Action item:
From the entries that follow, extract each line holding the string "beanie".

[Region pointing data]
[Start of Attachment]

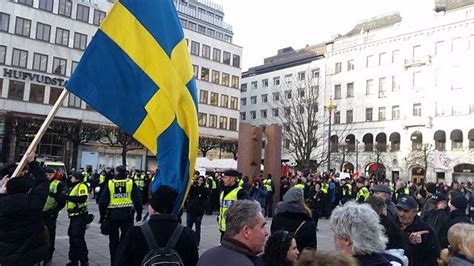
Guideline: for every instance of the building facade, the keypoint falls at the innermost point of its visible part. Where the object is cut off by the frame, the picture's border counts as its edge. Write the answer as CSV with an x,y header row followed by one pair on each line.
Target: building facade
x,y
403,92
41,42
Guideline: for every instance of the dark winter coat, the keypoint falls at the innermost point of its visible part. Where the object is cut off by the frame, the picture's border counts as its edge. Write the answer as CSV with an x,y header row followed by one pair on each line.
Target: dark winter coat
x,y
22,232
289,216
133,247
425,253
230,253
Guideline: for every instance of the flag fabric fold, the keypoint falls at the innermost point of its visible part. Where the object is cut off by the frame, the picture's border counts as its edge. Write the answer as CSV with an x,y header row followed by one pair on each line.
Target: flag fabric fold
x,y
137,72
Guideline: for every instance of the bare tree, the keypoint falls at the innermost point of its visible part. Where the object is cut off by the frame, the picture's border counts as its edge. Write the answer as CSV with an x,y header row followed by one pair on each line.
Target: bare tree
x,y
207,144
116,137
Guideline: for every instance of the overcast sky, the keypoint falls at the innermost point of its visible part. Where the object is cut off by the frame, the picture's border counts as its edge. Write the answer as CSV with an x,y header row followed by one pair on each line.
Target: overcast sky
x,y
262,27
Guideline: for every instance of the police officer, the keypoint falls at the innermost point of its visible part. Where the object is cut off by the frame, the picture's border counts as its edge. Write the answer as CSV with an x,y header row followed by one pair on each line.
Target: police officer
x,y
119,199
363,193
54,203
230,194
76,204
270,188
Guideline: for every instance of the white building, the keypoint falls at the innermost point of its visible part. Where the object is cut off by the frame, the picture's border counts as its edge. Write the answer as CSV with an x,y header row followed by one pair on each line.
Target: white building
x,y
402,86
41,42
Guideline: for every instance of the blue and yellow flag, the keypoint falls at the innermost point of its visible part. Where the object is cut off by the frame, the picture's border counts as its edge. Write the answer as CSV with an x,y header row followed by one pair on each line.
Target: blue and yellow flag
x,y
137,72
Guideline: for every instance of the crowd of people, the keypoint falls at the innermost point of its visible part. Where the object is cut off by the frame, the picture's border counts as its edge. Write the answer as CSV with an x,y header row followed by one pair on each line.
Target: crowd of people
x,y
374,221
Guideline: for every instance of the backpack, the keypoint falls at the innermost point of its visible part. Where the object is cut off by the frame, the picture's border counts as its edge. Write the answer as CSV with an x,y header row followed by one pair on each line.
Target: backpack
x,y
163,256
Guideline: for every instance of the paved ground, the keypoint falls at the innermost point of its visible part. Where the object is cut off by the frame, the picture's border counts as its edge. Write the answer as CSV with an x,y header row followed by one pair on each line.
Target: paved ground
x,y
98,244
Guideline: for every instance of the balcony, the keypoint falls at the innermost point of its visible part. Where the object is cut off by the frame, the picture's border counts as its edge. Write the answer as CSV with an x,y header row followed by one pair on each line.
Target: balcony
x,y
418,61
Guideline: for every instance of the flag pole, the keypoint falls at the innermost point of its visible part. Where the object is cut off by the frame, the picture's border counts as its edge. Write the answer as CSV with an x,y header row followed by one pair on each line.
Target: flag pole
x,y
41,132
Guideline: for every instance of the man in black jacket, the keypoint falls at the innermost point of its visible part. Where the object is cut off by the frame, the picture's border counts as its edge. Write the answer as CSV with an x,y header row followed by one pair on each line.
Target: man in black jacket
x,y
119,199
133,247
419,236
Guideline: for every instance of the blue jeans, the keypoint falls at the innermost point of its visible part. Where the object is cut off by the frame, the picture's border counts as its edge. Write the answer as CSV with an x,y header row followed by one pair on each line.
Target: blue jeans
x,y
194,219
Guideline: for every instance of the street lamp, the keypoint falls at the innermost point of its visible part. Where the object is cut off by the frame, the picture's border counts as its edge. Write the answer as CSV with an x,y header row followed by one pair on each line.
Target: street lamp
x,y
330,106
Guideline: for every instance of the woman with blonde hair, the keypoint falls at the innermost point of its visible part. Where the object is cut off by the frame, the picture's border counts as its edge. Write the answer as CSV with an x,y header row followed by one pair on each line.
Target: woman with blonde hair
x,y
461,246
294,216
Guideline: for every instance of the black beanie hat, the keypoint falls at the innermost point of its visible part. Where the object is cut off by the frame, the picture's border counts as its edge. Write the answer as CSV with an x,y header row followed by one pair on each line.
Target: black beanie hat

[End of Attachment]

Result for this task:
Guideline: for every instance of the black beanie hat, the keypoint falls at the innermost point of its visible part. Where the object is cut off by the frame, the picture's border counts as its edge. Write the answer as CSV with an x,y header row followed by one pair on each line.
Target: black beanie hat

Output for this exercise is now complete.